■ EXTRACT PROVIDED
□ □ □
Wednesday, March 6, 2013

The Sequester Was the Republi-CON Ransom Payment

UPDATE:  After the 2012 election, "many Republicans interpreted the loss as a message that the GOP’s monomaniacal focus on government spending wasn’t helping the party. But while that might be a convincing political diagnosis, the reality is that the members of the House Republican Conference remain monomaniacally focused on spending cuts, and they’re forcing the GOP even further to the right on the issue."

Read the Washington Post, The GOP’s moving even further right on spending.

And you thought those Republi-cons were crazy before.

The sequester "was created by the Budget Control Act of 2011, the ransom Republican leaders received for agreeing to let the U.S. government pay its bills.
□ □ □
■ INFORMATION SHOWN
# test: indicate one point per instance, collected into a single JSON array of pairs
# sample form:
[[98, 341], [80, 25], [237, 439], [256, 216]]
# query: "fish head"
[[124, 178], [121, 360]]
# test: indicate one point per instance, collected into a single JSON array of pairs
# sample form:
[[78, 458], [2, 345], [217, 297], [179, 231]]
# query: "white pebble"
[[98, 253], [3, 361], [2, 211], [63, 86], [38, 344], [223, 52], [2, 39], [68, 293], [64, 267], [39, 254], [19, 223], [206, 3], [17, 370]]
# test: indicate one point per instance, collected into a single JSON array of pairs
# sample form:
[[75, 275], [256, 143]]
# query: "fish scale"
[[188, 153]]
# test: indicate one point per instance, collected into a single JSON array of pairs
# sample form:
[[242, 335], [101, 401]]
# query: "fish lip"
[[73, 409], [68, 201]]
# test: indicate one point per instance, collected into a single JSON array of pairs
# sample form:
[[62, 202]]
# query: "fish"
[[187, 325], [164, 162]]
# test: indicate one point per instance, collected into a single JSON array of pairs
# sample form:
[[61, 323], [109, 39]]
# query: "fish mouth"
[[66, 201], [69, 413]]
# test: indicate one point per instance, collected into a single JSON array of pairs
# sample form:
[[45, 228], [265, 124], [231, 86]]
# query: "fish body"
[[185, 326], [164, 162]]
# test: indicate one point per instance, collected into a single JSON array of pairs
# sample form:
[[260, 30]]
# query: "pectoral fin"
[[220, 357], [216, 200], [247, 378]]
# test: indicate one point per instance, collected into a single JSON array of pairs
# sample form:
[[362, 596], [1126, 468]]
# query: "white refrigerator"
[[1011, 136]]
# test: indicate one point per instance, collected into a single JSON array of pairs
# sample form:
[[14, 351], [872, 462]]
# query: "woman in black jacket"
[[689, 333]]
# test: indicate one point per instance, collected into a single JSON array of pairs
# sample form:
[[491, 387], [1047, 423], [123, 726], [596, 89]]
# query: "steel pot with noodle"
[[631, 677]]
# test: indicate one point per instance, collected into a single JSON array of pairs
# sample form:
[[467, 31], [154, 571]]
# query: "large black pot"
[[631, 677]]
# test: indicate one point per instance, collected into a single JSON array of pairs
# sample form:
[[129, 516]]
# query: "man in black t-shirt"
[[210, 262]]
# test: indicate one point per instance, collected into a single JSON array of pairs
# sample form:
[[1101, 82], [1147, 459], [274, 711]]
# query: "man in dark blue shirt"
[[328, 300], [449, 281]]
□ □ □
■ WHAT YOU ARE ASKED TO DO
Write out everything from "UPDATE:  After the" down to "were crazy before." in the sequester blog post, word for word. You won't need the rows for what comes next.

■ COMPLETED EXERCISE
UPDATE:  After the 2012 election, "many Republicans interpreted the loss as a message that the GOP’s monomaniacal focus on government spending wasn’t helping the party. But while that might be a convincing political diagnosis, the reality is that the members of the House Republican Conference remain monomaniacally focused on spending cuts, and they’re forcing the GOP even further to the right on the issue."

Read the Washington Post, The GOP’s moving even further right on spending.

And you thought those Republi-cons were crazy before.